## Exercise description
Transcribe the part of the article on teenagers' mental health during the pandemic from "Almost one in" up to and including "new skill (9%).", keeping every word and punctuation mark unchanged.
### Text segment ###
Almost one in 10 had turned to alcohol, 7% have smoked cigarettes and 3% admitted to taking illegal substances.
However, the research also found many teenagers are taking positive action to manage their mental health. Almost half (49%) have channelled poor mental health into exercise, while others have socialised virtually with friends (34%), focused on school work (18%), reading (21%) and one in 10 have started a new hobby or learnt a new skill (9%).
And for 44% of teenagers, lockdown has made them more likely to discuss their mental health generally. Although, 34% said they are struggling to confide in their parents, with 29% feeling as if their parents would not understand what they are going through
"The impact of the pandemic on mental health has been well documented and teenagers have experienced disproportionate levels of uncertainty during the pandemic, and at an already emotionally turbulent stage in life," Pablo Vandenabeele, clinical director for Mental Health at Bupa Insurance. "It's worrying to see that their mental and physical health has deteriorated so much over this period. What we have seen, both in our research, and speaking with customers over the course of the pandemic, is that parents find this a big challenge, and they are looking for more support on how to manage discussions about their teenager's mental wellbeing."
According to Vandenabeele, Bupa has been investing in its mental health services for its UK health insurance customers, including cover for more conditions, ongoing support for longer term conditions and further support to families who are worried about their child's mental wellbeing through its Family Mental HealthLine.
He continued: "Teenage behaviour is often filled with highs and lows so sometimes it may be difficult for parents to distinguish between this and symptoms of mental ill-heath. Particularly at a time of such uncertainty, with further lockdown restrictions expected, and many returning to school. Our advice to parents is to stay vigilant for warning signs of something more serious affecting your child. Are they showing signs of regular low mood or physical symptoms like weight loss or gain or lethargy? And how long has it been going on for?
### Data excerpts ###
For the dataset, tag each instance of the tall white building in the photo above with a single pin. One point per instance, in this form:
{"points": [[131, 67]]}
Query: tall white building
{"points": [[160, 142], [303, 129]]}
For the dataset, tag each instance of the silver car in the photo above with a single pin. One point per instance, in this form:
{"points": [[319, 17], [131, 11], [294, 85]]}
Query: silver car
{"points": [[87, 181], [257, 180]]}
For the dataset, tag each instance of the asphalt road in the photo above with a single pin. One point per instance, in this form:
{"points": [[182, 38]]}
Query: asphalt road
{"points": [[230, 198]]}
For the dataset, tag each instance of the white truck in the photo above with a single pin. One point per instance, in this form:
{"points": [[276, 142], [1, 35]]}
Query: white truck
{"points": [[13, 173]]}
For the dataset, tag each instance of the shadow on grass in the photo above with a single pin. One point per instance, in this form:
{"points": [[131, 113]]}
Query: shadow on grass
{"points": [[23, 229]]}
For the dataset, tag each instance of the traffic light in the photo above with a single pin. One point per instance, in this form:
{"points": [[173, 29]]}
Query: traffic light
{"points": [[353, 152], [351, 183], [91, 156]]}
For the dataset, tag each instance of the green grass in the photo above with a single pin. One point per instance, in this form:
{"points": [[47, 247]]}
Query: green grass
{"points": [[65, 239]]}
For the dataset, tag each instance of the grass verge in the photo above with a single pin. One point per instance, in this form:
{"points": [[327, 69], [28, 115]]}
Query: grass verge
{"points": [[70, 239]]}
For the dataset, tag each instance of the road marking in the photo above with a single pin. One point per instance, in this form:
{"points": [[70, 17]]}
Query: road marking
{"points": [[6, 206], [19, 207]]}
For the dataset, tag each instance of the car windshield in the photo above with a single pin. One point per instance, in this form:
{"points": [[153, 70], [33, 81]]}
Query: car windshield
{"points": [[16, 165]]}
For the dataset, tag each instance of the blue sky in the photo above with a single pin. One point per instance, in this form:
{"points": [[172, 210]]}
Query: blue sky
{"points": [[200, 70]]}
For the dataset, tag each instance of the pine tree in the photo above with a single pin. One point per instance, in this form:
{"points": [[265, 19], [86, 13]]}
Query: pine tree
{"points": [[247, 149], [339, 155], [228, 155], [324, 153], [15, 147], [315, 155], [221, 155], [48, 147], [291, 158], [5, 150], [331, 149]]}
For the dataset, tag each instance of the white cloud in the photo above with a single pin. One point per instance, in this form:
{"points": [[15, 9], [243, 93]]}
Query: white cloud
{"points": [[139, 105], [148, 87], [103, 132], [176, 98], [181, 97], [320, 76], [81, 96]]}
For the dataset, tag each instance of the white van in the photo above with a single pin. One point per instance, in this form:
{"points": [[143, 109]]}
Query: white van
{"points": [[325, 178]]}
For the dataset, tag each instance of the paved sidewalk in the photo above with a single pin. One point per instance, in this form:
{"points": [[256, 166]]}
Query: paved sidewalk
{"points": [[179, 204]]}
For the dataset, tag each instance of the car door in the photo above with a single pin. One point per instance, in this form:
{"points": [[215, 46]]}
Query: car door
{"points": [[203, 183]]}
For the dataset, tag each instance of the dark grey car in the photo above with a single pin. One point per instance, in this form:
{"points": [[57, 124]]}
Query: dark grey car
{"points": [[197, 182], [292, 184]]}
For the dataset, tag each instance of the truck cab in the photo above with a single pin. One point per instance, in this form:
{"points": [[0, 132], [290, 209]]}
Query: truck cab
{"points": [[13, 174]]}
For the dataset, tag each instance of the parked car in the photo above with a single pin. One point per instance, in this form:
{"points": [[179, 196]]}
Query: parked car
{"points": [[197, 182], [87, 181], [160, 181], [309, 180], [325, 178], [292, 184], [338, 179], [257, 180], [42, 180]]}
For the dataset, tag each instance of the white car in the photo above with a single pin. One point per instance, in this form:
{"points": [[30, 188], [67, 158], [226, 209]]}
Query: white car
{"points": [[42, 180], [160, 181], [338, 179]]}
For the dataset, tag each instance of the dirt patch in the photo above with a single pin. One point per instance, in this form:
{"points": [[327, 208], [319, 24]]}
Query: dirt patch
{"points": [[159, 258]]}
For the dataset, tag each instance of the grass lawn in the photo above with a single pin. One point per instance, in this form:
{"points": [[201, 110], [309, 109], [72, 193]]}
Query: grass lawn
###
## Answer to this exercise
Almost one in 10 had turned to alcohol, 7% have smoked cigarettes and 3% admitted to taking illegal substances.
However, the research also found many teenagers are taking positive action to manage their mental health. Almost half (49%) have channelled poor mental health into exercise, while others have socialised virtually with friends (34%), focused on school work (18%), reading (21%) and one in 10 have started a new hobby or learnt a new skill (9%).